What is asked | Count the lines of the items below that contain the string "crane". Give only the number.

[Position identification records]
----------

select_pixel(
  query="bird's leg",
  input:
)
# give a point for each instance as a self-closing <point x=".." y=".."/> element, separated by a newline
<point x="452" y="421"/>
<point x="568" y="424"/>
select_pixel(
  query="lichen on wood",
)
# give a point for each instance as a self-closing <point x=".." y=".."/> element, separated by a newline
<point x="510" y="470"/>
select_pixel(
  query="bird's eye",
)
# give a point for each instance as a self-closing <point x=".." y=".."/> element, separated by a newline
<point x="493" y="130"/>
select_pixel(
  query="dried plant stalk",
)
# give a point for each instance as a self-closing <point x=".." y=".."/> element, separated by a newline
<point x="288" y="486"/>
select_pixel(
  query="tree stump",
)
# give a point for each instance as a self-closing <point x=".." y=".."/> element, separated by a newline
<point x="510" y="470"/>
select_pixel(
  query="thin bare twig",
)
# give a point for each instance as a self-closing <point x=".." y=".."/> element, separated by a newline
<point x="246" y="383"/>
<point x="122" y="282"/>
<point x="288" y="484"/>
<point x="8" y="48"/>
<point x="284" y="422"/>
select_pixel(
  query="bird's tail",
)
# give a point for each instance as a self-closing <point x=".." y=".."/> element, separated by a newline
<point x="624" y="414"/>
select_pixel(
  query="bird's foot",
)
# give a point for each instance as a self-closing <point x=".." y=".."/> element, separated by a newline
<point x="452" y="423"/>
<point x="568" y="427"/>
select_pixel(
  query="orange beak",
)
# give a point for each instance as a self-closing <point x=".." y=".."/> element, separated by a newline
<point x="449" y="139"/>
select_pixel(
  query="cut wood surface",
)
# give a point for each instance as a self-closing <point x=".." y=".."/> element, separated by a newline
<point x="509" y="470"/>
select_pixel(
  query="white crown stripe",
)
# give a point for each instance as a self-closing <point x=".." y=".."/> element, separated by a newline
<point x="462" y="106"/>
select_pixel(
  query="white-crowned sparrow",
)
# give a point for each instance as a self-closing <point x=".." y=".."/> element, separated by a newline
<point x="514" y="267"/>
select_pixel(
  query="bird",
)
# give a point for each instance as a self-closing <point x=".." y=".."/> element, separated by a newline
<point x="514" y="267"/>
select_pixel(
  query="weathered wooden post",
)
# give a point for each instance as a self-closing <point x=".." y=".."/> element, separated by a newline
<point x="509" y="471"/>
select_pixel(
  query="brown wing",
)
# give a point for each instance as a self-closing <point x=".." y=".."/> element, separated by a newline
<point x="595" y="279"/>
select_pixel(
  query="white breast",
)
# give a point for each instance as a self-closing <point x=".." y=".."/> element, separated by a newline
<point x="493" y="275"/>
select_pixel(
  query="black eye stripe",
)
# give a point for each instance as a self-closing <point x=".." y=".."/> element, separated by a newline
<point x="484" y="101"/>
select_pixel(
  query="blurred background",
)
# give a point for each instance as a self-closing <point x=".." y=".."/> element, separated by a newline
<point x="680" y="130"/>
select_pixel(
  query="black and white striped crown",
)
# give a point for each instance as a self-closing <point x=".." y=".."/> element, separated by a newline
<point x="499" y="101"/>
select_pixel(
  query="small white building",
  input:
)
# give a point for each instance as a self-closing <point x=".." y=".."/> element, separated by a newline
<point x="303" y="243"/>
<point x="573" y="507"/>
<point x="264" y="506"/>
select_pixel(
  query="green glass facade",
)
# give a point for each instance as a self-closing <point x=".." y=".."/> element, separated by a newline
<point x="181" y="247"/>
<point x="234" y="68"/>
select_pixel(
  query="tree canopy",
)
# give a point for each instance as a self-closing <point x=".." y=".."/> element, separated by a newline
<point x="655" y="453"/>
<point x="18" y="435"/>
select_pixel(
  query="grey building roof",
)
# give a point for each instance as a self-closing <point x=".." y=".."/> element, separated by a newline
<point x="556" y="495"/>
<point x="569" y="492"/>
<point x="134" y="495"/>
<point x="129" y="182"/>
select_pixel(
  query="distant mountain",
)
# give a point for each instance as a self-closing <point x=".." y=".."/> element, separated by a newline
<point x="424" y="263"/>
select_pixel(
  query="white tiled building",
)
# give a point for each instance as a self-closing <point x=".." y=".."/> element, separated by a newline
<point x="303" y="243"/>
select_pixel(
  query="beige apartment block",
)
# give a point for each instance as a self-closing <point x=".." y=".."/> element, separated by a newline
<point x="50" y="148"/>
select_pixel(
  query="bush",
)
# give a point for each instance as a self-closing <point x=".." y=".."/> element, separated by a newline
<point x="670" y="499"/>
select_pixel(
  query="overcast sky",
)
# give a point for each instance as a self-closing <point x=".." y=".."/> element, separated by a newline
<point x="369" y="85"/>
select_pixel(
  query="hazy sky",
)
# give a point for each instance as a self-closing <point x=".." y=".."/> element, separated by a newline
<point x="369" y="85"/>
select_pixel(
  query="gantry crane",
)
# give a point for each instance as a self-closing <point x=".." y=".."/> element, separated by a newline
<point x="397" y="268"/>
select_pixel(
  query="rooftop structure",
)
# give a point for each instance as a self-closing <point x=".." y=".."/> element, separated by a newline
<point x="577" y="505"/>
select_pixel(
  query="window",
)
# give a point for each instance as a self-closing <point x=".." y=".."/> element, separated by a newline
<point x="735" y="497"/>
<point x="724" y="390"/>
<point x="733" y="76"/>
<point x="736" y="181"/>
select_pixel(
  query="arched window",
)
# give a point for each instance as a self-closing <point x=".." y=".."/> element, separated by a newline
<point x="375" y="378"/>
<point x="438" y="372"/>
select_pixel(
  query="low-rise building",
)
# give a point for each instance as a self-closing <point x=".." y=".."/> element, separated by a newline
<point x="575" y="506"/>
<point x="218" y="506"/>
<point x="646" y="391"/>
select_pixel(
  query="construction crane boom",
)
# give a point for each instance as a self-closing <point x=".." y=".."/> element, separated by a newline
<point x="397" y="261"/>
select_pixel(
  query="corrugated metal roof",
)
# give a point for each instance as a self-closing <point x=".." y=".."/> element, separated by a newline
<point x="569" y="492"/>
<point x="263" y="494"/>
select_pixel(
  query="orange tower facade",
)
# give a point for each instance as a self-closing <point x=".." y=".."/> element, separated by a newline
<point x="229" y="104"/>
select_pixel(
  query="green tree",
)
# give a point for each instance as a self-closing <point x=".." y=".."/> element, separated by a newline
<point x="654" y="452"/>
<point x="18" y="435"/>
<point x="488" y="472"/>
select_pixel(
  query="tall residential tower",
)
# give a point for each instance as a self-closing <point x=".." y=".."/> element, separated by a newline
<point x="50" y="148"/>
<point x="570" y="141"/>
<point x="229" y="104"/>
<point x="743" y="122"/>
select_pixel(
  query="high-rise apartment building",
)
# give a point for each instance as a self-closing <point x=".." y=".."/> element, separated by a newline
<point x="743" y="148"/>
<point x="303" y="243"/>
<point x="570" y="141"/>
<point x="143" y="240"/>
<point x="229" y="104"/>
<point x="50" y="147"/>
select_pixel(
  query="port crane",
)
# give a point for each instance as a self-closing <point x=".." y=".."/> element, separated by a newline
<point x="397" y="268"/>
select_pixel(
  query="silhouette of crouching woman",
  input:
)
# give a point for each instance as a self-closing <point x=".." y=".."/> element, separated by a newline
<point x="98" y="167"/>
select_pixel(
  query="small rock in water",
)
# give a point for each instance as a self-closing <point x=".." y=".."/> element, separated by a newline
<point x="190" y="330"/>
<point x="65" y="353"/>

----------

Written answer | 3